TASK INSTRUCTIONS>
1. According to the passage on JIT register mapping, what technique does one accidentally re-create by adding a register cache and inserting spilling?
2. From the passage on JIT register mapping, return the span from "If we had the" to "a good thing).", reproducing it word for word.

TEXT TO READ>
►
If we had the stack->register map as rax, rdi, rsi for example⁷, then the final assembly for (0+1)+(2+3) would instead be

mov rax, 0; // 0
mov rdi, 1; // 1
add rax, rdi; // +
mov rdi, 2; // 2
mov rsi, 3; // 3
add rdi, rsi; // +
add rax, rdi; // +
ret

Does that set of operations look familiar? It’s the same as the linearized traversal of the tree from one of the above paragraphs. This program doesn’t use any stack, only registers, and is Blazing Fast(tm). If you run out of registers because you abstract stack offset gets too high, then you can fall back to normal push and pop like the “cheating” example - or implement some dumb last-recent-used cache for the registers and insert spilling when you need values at abstract stack offsets that don’t map to registers and you’ve accidentally re-created Linear Scan Register Allocation (which is a good thing).

This is a specific case of optimizing an interpreter when JITting, where you are able to pre-compute some unique location for each operation inputs and outputs and emitting code tailored for those specific locations, instead of emitting extraneous operations shuffling data around unneeded - and a case that isn’t quite touched on in the original BF JIT series of blog posts, which more talks about optimizing sequences of operations themselves via peephole optimizations, and then skipping to using LLVM which handles global register allocation and removing extraneous moves for entire functions, removing a need for doing this style of optimization yourself. Most other JIT-related blog posts I’ve seen online also don’t handle anything more complex than BF, or implement anything more than the push/pop machinery.
◄
DATA EXTRACT>
►
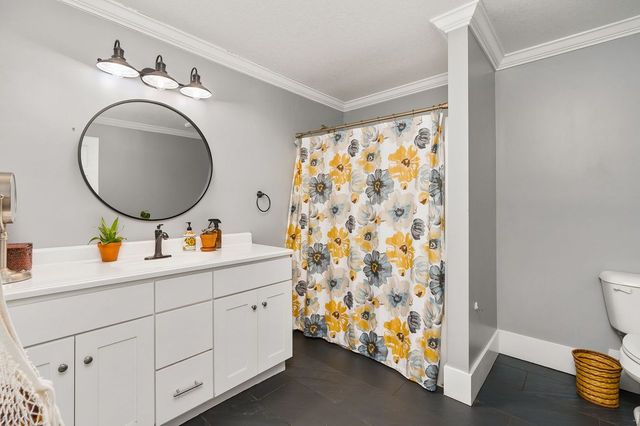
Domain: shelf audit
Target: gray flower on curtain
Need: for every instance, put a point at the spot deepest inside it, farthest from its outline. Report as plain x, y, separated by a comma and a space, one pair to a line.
◄
TASK-BY-TASK OUTPUTS>
1. Linear Scan Register Allocation.

2.
If we had the stack->register map as rax, rdi, rsi for example⁷, then the final assembly for (0+1)+(2+3) would instead be

mov rax, 0; // 0
mov rdi, 1; // 1
add rax, rdi; // +
mov rdi, 2; // 2
mov rsi, 3; // 3
add rdi, rsi; // +
add rax, rdi; // +
ret

Does that set of operations look familiar? It’s the same as the linearized traversal of the tree from one of the above paragraphs. This program doesn’t use any stack, only registers, and is Blazing Fast(tm). If you run out of registers because you abstract stack offset gets too high, then you can fall back to normal push and pop like the “cheating” example - or implement some dumb last-recent-used cache for the registers and insert spilling when you need values at abstract stack offsets that don’t map to registers and you’ve accidentally re-created Linear Scan Register Allocation (which is a good thing).